Thomson Reuters Foundation,
OLOT, Spain
High up in the remote hills of Catalonia, workers carefully stack crates of yogurt pots and diligently stick labels on jars for one of Spain’s most successful — and unusual — dairies, where nearly half the staff have mental health problems.
For decades, La Fageda, meaning The Beech Forest in Catalan, has been employing people with mental health conditions, such as schizophrenia and bipolar disorder, to help them find purpose in life and greater emotional stability.
“Normally those with schizophrenia inspire fear — people don’t know how they are going to act,” said Albert Riera, a spokesman for the pioneering social business, about 120km northeast of Barcelona. “At La Fageda, these people don’t have a label — they are totally integrated — and they start improving, reconstructing themselves without any intervention.”
Finding and holding on to paid work is often a challenge for people with mental health problems because of stigma and misunderstanding of the recovery process, according to the WHO, but psychiatric studies show that even low paid, part-time work can reduce hospital readmissions and their need for healthcare services.
Nearly 130 people with mental health issues work at La Fageda, mixing on a daily basis with about 160 other employees that do not.
While people with mental health conditions can struggle to maintain healthy routines and stay away from drugs, working at La Fageda motivates them to get up early, focus on recovery and improves emotional balance, Riera said.
“Our attitude is: You are not ill, you have an illness like I have a pain in my ligament — it’s the same,” he said. “You are responsible for your work and you have to do it well, and then you will receive a wage... That they can see the yogurts they have made in the supermarket — and that people pay for them — gives them great pride.”

### [EXTRACTED MATERIAL]

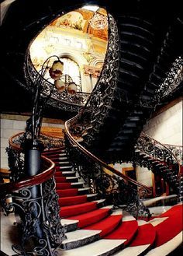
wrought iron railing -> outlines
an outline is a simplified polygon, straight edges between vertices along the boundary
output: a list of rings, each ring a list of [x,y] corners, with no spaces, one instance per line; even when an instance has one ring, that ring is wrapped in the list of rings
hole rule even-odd
[[[151,191],[151,188],[123,174],[80,145],[70,132],[70,126],[72,126],[74,118],[65,123],[65,145],[75,170],[93,192],[105,196],[118,207],[125,208],[136,217],[149,216],[148,209],[138,197],[137,188],[143,190],[144,196],[147,191]]]
[[[72,121],[70,132],[74,135],[85,136],[85,143],[90,146],[104,124],[116,90],[119,69],[119,31],[116,22],[109,14],[108,47],[102,70],[98,82],[91,93],[85,108]],[[126,101],[126,92],[121,89],[121,100]],[[90,110],[88,112],[88,110]],[[92,127],[92,128],[91,128]],[[89,132],[87,131],[89,130]]]
[[[136,149],[160,162],[169,165],[178,164],[178,160],[171,150],[143,132],[136,142]]]
[[[63,146],[60,139],[58,144],[57,139],[48,140],[46,137],[42,140],[47,148],[54,141],[57,146]],[[20,218],[19,245],[12,245],[12,248],[17,255],[54,256],[65,239],[55,190],[55,164],[42,156],[41,173],[27,177],[22,148],[24,139],[23,132],[9,139],[7,151],[10,182],[0,185],[0,200],[5,213],[15,213]]]
[[[87,102],[90,93],[82,93],[77,91],[74,95],[69,94],[67,90],[63,91],[62,93],[58,93],[56,88],[54,87],[54,85],[48,81],[48,79],[44,79],[42,75],[35,68],[29,55],[29,51],[27,51],[26,61],[24,65],[24,72],[25,77],[27,82],[27,88],[33,92],[34,88],[34,81],[39,78],[39,81],[43,86],[42,96],[47,96],[52,88],[54,88],[53,92],[50,95],[50,98],[48,101],[48,103],[53,105],[58,108],[64,108],[64,110],[70,110],[78,111],[84,107]],[[65,75],[66,76],[68,75]]]
[[[183,146],[177,146],[177,145],[171,145],[171,144],[164,144],[164,146],[173,153],[173,154],[176,156],[178,163],[181,165],[183,165]]]
[[[166,146],[141,133],[133,161],[161,176],[177,192],[181,165],[177,156]]]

### [DESCRIPTION OF THE TASK]
Revise the piece on the Catalan dairy: restate it starting with "For decades, La" and going on through "greater emotional stability.", putting "meaning in life" in place of "purpose in life".

### [RESULT]
For decades, La Fageda, meaning The Beech Forest in Catalan, has been employing people with mental health conditions, such as schizophrenia and bipolar disorder, to help them find meaning in life and greater emotional stability.